The “long ears” mentioned probably refers to Manning’s old partner, T. H. Baker, who became the duly-elected Representative from Butler County on February 9, 1871, after a contested case between Baker and L. S. Friend. This case was mentioned numerous times in the Walnut Valley Times, a newspaper printed at Eldorado [later El Dorado], Kansas. On February 17, 1871, Editor T. B. Murdock wrote the following.
“On last Thursday, February 9th, the House of Representatives declared that L. S. Friend, after having served as Representative from this County for thirty days, was not entitled to the seat on account of fraudulent voting and drunkenness of judges of the Eldorado precinct at the election on the 8th of November, and that T. H. Baker was the duly-elected Representative from this county. Our readers are all aware that this contest case was a one-sided affair throughout, and that no attempt was made to prove that illegal votes were cast at any but the Eldorado precinct. We do not object to the proceedings of the House with the testimony before it, but we claim that a committee should have been granted Mr. Friend, with power to investigate the whole affair and find out if any frauds and corruption were practiced at other voting precincts in the County.”
Probate Judge Ross.
In 1871 Thomas Benton Ross, a Methodist minister, was the Probate Judge in Cowley County, having been elected on November 8, 1870. Millington, Fuller, and Manning informed Judge Ross that they wanted him to leave with them on Sunday afternoon in order to be in Augusta early Monday morning, July 10, 1871, when the land became subject to entry at the land office at Augusta. Judge Ross refused, but told them to drive to his claim three miles northwest of Winfield, where he would leave with them one minute after twelve o’clock. They arrived at Augusta early Monday morning, ahead of the Arkansas City delegation, and had Winfield declared the temporary county seat. The Winfield town site was the first entry in Cowley County. They then entered the other 80 acres of their own claim and returned to Winfield. During the next night a group of dissatisfied citizens went up in considerable force to enter the town site and learned that they were too late.
After the Land Entry.
After the land entry, Judge Ross appointed W. W. Andrews, H. C. Loomis and L. M. Kennedy as Commissioners, under the law, to set off to the occupants of the Winfield town site the lots to which they were entitled, according to their respective interests.
The time of the meeting was advertised, and all parties met on September 20, 1871. The two town companies presented to the Commissioners a list of the lots, showing what lots were improved, and who were entitled to them, and showing that the vacant lots were the property of the two companies respectively. The citizens spoke only through their lawyer, Amos Sanford, and demanded that the vacant lots should be divided up among the occupants in proportion to the value of their buildings. After a full hearing, the three Commissioners decided according to the schedule of the two town companies, and Judge Ross immediately executed deeds accordingly.
This decision was accepted by a large part of the citizens, who, to prevent further trouble, executed quit claim deeds of all the vacant lots to the two town companies.

PROVIDED INFORMATION:
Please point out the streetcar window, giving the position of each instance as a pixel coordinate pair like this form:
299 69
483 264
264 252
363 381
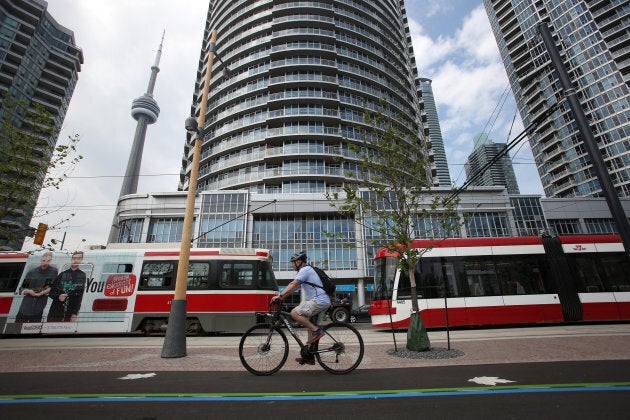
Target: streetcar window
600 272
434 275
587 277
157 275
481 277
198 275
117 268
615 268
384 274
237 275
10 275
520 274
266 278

==

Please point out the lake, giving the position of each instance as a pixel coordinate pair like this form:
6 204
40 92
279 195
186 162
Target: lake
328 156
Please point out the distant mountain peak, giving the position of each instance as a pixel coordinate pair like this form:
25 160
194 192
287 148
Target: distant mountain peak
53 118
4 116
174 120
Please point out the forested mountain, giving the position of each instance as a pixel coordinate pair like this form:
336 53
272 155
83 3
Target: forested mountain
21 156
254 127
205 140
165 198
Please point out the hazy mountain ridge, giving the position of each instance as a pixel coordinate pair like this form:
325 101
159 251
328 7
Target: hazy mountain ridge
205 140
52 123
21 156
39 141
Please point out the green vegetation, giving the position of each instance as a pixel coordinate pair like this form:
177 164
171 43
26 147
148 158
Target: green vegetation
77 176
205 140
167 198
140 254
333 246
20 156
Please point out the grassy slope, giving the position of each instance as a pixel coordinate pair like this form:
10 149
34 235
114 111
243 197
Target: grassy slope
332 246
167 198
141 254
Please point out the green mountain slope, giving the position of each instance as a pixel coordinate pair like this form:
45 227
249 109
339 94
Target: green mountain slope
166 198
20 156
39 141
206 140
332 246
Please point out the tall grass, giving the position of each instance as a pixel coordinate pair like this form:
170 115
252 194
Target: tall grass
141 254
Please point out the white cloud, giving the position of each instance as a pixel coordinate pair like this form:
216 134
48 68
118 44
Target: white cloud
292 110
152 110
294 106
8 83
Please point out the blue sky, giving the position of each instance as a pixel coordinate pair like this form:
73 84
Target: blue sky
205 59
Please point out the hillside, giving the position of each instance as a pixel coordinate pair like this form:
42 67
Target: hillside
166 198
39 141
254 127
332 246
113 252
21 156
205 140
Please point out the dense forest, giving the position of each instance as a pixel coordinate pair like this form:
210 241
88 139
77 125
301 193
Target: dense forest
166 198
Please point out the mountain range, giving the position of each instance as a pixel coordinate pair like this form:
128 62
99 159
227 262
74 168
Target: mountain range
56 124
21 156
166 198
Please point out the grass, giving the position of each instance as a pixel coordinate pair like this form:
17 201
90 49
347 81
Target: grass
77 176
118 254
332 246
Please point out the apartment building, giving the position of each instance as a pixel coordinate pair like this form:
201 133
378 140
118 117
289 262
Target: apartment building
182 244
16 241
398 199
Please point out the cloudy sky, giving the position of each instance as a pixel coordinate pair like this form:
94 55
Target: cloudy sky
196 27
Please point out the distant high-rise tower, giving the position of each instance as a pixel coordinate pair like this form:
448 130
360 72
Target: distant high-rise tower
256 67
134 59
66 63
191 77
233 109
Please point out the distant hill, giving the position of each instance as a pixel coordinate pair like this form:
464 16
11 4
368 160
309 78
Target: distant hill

WORK TO DO:
Answer these about the Winfield history text:
1. On what date did the House declare T. H. Baker the duly-elected Representative from Butler County?
2. How far from Winfield, and in which direction, was Judge Ross's claim?
3. Who spoke for the citizens at the September 20, 1871 meeting?

RIGHT ANSWER:
1. February 9, 1871
2. Three miles northwest of Winfield
3. Their lawyer, Amos Sanford